**Given problem 1:**
Answer these from the passage on the hail-storm march:
(a) From which directions did the keen wind spring up a few minutes after the start?
(b) For how long did the party have to stand still during the afternoon shower of hail?
(c) What do horses keep doing when made to face such a storm?

**Passage given:**

During the next day's march the weather was anything but favourable. Only

a few minutes after we started a keen wind sprang up from the south-west and

south-south-west, bringing with it a succession of hail-storms, often of great violence. After that it rained for the greater part of the day, but in the afternoon, when we began to draw near to our next camping-ground, it again turned to hail, and the shower was of such portentous violence that for a good hour we just had to stand still where we were; we were utterly unable to see where we were going to, for the moment we lifted up our heads, the hail-stones smote us in the face. Indeed it is impossible to make horses advance in the teeth of such a storm as that, they keep turning round and presenting their cruppers to the storm. At times it thundered and lightened, and the thunder was so violent that the ground almost seemed to shake under it, and we could not help fancying that we were at the very fountainhead and centre of the atmospherical disturbance. Yet neither here nor anywhere else in Tibet did I observe that the lightning actually struck the ground. The tempest did not however last very long, arid we had a fine night.

**Given problem 2:**
In the records, update the lines between the one holding "find the vertical" and the one holding "Query: tree trunk", inclusive, by replacing "point" with "coordinate pair" and leaving everything else unchanged. Return only those lines.

**Records:**

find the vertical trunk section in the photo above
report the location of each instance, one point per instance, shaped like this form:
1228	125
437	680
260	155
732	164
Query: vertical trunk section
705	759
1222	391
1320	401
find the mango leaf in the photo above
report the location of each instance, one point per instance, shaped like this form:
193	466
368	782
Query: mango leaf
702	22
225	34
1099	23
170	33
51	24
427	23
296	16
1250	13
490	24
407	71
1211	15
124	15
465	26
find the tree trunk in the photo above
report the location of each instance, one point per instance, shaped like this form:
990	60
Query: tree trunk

==

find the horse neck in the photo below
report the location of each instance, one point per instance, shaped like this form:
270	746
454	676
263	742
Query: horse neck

==

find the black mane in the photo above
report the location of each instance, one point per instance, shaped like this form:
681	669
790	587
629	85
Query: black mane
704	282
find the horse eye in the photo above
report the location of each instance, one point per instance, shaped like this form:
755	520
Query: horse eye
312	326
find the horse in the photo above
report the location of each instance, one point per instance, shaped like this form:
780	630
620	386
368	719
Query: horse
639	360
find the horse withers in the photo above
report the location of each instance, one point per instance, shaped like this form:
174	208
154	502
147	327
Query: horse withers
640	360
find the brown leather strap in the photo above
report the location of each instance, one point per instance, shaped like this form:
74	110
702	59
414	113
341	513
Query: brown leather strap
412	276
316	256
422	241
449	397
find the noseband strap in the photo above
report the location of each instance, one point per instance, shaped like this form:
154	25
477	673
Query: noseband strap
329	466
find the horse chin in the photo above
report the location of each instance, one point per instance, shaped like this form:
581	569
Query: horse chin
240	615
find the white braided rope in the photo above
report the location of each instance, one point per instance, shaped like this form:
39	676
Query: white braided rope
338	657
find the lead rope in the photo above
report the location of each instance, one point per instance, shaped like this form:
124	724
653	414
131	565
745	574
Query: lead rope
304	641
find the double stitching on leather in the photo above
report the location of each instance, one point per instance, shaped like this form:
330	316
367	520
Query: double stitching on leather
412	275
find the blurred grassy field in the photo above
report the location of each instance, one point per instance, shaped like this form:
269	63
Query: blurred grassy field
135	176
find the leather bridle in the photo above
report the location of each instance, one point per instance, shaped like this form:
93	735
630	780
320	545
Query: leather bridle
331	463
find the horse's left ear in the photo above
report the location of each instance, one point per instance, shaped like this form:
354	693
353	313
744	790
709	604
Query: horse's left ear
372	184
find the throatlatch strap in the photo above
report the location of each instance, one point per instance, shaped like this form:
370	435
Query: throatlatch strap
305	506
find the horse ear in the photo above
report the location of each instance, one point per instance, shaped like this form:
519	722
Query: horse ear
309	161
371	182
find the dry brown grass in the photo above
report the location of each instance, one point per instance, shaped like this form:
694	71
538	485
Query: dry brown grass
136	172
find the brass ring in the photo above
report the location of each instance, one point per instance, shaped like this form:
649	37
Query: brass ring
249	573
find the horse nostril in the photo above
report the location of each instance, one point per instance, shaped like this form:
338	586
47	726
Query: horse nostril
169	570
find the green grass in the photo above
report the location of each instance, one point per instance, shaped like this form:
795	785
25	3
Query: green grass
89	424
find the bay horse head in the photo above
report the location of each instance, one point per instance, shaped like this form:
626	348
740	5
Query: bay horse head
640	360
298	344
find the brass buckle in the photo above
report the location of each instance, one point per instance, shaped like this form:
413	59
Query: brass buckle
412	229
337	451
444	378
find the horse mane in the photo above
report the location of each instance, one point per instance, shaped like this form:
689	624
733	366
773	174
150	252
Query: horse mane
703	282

**Exercise answer 1:**
(a) From the south-west and south-south-west.
(b) For a good hour.
(c) They keep turning round and presenting their cruppers to the storm.

**Exercise answer 2:**
find the vertical trunk section in the photo above
report the location of each instance, one coordinate pair per instance, shaped like this form:
1228	125
437	680
260	155
732	164
Query: vertical trunk section
705	759
1222	391
1320	401
find the mango leaf in the photo above
report the location of each instance, one coordinate pair per instance, shaped like this form:
193	466
368	782
Query: mango leaf
702	22
225	34
1099	23
170	33
51	24
427	23
296	16
1250	13
490	24
407	71
1211	15
124	15
465	26
find the tree trunk in the photo above
report the location of each instance, one coordinate pair per instance, shaped like this form:
990	60
Query: tree trunk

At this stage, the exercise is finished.